**必做任务 1**. 在这段关于苏联民法论争的节选中，阿列克谢耶夫认为社会主义民法中当事人地位平等的依据是什么？
**必做任务 2**. 请从这段关于苏联民法论争的节选的最后一句之后接着往下写。

**节选**.
+++
制定民法典还是经济法典的问题,在20世纪50年代的苏联转化为民法是调整生产关系还是财产关系的问题,以及民法是公法还是私法的问题。但按前两个选项操作,制定出来的法典不仅调整横向的交换关系,而且还调整纵向的财政预算关系、税收关系等,由此导致当事人间的不平等。坚持这种纵横交错、当事人地位不平等的民法观的有多佐尔采夫(Виктор Абрамович Дозолцев,1928—2003)、依·格·姆列夫里什维里(И. Г. Мревлишвили)和约菲(Олимпиад Соломонович Иоффе,1920—2005),但他们遭到了阿列克谢耶夫(Сергей Сергеевич Алексеев,1924—2013)的反驳。斯人认为,民法调整以价值规律为基础的商品交换关系,当事人的法律地位因此平等,这是民法的独特的调整方法,由此把民法与行政法、财政法、土地法、集体农庄法区别开来。至于姆列夫里什维里营造的承认当事人地位平等等于承认民法是私法的确认,阿列克谢耶夫认为不成立,社会主义民法中当事人地位平等的依据是生产资料的公有制。
+++
**提取条目**.
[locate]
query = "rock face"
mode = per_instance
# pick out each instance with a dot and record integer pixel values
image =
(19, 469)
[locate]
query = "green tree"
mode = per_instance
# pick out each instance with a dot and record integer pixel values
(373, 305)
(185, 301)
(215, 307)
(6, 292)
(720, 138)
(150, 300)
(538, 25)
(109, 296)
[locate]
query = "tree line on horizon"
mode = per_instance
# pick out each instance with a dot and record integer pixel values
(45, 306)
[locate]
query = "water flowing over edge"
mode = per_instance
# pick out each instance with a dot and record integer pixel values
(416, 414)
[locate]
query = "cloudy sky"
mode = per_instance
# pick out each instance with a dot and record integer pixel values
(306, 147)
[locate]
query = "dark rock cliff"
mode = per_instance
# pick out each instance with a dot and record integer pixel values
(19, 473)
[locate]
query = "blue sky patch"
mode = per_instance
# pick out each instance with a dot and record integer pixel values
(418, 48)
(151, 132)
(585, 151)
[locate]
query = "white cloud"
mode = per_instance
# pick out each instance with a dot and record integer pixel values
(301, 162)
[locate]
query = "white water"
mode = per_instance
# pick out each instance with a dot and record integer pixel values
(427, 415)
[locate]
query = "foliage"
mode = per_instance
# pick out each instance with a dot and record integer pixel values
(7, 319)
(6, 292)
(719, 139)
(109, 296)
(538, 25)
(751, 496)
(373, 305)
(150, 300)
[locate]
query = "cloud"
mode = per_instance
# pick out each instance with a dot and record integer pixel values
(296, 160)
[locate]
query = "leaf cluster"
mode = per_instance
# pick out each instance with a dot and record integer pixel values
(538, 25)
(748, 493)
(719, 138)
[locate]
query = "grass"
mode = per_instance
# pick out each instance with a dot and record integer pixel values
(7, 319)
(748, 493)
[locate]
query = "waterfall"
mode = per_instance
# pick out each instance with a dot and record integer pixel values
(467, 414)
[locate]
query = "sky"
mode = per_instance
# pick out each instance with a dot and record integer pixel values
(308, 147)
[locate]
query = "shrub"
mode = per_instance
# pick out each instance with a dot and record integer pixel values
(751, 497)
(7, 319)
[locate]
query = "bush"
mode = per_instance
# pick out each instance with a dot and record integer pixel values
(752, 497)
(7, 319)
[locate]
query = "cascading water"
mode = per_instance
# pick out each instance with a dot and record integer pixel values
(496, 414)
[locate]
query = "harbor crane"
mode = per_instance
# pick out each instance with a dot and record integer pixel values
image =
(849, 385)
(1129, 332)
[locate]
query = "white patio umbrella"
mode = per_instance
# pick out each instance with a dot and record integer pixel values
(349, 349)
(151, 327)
+++
**回答 1**. 生产资料的公有制。

**回答 2**.
(2)商法是否要独立于民法典?商法学派是经济法学派的变形版,布拉图斯反对商法独立。波兰学者S.斯瑞尔提供的反对理由是:民商合一与苏联私法区别于资本主义私法的特征。两个反对意见的提出证明,在两个作者的时代,苏联和波兰仍有人主张民商分立,但1964年民法典像1922年民法典一样,坚持民商合一。规定了国家对集体农庄和国营农场农产品的收购、基本建设包工、国家保险、结算和信贷关系等商事内容。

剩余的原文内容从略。